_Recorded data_
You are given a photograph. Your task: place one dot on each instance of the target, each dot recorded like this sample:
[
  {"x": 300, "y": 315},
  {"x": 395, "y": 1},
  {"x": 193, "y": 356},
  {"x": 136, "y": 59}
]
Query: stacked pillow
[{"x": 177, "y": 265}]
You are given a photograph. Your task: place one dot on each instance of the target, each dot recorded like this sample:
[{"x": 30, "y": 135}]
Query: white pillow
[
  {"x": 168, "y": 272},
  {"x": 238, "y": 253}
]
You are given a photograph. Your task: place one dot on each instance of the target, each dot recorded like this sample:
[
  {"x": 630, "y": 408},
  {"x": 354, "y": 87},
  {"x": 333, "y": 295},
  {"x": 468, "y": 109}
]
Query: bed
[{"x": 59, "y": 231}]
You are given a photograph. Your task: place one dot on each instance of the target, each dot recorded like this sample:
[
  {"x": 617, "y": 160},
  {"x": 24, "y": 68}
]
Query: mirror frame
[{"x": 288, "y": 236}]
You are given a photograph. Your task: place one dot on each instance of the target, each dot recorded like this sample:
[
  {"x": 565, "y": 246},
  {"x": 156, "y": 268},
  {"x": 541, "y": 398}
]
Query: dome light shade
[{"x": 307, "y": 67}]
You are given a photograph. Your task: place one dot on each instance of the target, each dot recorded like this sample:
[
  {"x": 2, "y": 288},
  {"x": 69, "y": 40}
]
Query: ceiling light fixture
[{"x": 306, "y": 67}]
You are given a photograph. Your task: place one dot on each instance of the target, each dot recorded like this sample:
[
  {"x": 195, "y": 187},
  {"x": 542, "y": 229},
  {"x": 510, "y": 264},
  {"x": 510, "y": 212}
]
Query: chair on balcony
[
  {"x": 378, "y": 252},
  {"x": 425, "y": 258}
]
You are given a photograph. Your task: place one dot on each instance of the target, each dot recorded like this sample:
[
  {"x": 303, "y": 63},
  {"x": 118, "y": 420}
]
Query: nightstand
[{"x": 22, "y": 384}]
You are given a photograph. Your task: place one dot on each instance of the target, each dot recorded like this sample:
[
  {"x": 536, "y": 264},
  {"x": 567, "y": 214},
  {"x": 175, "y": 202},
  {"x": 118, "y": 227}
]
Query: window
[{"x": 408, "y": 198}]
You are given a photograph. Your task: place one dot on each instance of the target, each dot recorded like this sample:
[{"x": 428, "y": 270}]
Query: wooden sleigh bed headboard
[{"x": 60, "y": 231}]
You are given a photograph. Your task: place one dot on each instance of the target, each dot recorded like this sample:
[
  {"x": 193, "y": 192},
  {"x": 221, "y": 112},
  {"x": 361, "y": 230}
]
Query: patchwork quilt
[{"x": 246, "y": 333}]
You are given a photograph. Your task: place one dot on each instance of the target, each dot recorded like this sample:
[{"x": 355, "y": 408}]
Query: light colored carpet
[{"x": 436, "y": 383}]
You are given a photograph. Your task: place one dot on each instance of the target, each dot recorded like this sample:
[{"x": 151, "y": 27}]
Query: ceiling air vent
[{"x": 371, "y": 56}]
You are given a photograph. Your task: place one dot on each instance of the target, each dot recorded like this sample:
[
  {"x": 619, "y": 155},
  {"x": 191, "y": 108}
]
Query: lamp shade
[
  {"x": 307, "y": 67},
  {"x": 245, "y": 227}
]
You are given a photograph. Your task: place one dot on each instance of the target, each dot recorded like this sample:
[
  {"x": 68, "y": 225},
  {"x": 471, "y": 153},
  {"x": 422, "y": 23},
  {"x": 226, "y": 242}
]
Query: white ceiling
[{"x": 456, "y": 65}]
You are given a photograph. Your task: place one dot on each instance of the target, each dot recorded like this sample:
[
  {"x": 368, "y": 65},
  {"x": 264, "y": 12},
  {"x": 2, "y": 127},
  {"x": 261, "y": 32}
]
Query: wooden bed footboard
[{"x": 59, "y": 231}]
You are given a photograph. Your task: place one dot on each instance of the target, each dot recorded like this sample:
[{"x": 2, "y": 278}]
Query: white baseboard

_Exercise aim_
Copy all the lines, exactly.

_Solution below_
You are given a photograph. Your task: place one dot on each instance of the target, each dot recorded like this sample:
[
  {"x": 300, "y": 315},
  {"x": 395, "y": 1},
  {"x": 193, "y": 356},
  {"x": 136, "y": 59}
]
Query: stacked pillow
[{"x": 177, "y": 265}]
You are given a photograph. Your task: place one dot on each instance of the target, each dot recorded like this sample:
[{"x": 30, "y": 135}]
Query: white pillow
[
  {"x": 168, "y": 272},
  {"x": 238, "y": 253}
]
You are given a photograph. Your task: place one dot on each instance of the target, each dot recorded like this sample:
[
  {"x": 630, "y": 408},
  {"x": 354, "y": 87},
  {"x": 333, "y": 295},
  {"x": 468, "y": 109}
]
Query: bed
[{"x": 59, "y": 231}]
You are given a photograph. Your task: place one dot on each instance of the target, each dot recorded like this sample:
[
  {"x": 617, "y": 160},
  {"x": 24, "y": 68}
]
Query: mirror frame
[{"x": 288, "y": 236}]
You are given a photograph. Your task: place one dot on each instance of the target, each dot recorded like this sample:
[
  {"x": 565, "y": 246},
  {"x": 156, "y": 268},
  {"x": 541, "y": 398}
]
Query: dome light shade
[{"x": 307, "y": 67}]
You are given a photograph. Your task: place one dot on each instance of the target, each dot recorded like this sample:
[
  {"x": 2, "y": 288},
  {"x": 69, "y": 40}
]
Query: ceiling light fixture
[{"x": 306, "y": 67}]
You are given a photograph. Your task: place one dot on each instance of the target, each dot recorded like this sample:
[
  {"x": 195, "y": 187},
  {"x": 542, "y": 229},
  {"x": 510, "y": 264},
  {"x": 510, "y": 212}
]
Query: chair on balcony
[
  {"x": 378, "y": 252},
  {"x": 425, "y": 258}
]
You are given a photograph. Your task: place one dot on each instance of the target, each dot recorded like this sample:
[
  {"x": 303, "y": 63},
  {"x": 118, "y": 420}
]
Query: nightstand
[{"x": 22, "y": 384}]
You are given a photograph. Your task: place one dot on each instance of the target, each dot recorded like this sample:
[
  {"x": 536, "y": 264},
  {"x": 567, "y": 214},
  {"x": 175, "y": 202},
  {"x": 118, "y": 227}
]
Query: window
[{"x": 408, "y": 198}]
You are given a photograph. Your task: place one dot on each instance of the target, each dot recorded like this sample:
[{"x": 428, "y": 270}]
Query: wooden sleigh bed headboard
[{"x": 60, "y": 231}]
You are given a photograph. Your task: place one dot on each instance of the target, each dot recorded like this sample:
[
  {"x": 193, "y": 192},
  {"x": 221, "y": 112},
  {"x": 361, "y": 230}
]
Query: patchwork quilt
[{"x": 246, "y": 333}]
You are given a photograph. Your task: place one dot on each instance of the target, each dot recorded like this sample:
[{"x": 355, "y": 408}]
Query: light colored carpet
[{"x": 436, "y": 383}]
You are given a photograph. Your task: place one dot on each instance of the target, each dot recorded like this sample:
[{"x": 151, "y": 27}]
Query: ceiling air vent
[{"x": 371, "y": 56}]
You are given a photograph. Your task: place one dot on each instance of the target, each dot recorded like this sample:
[
  {"x": 619, "y": 155},
  {"x": 191, "y": 108}
]
Query: lamp shade
[
  {"x": 307, "y": 67},
  {"x": 245, "y": 227}
]
You are given a photograph. Your task: place one dot on each instance of the target, each dot recorded like this sample:
[
  {"x": 68, "y": 225},
  {"x": 471, "y": 153},
  {"x": 422, "y": 23},
  {"x": 226, "y": 242}
]
Query: white ceiling
[{"x": 456, "y": 65}]
You are given a photograph. Your task: place one dot on each instance of the target, each dot recorded like this sample:
[
  {"x": 368, "y": 65},
  {"x": 264, "y": 12},
  {"x": 2, "y": 127},
  {"x": 261, "y": 32}
]
Query: wooden bed footboard
[{"x": 59, "y": 231}]
You are given a photograph. Your task: place one dot on each instance of the target, each dot recorded like this sample:
[{"x": 2, "y": 278}]
Query: white baseboard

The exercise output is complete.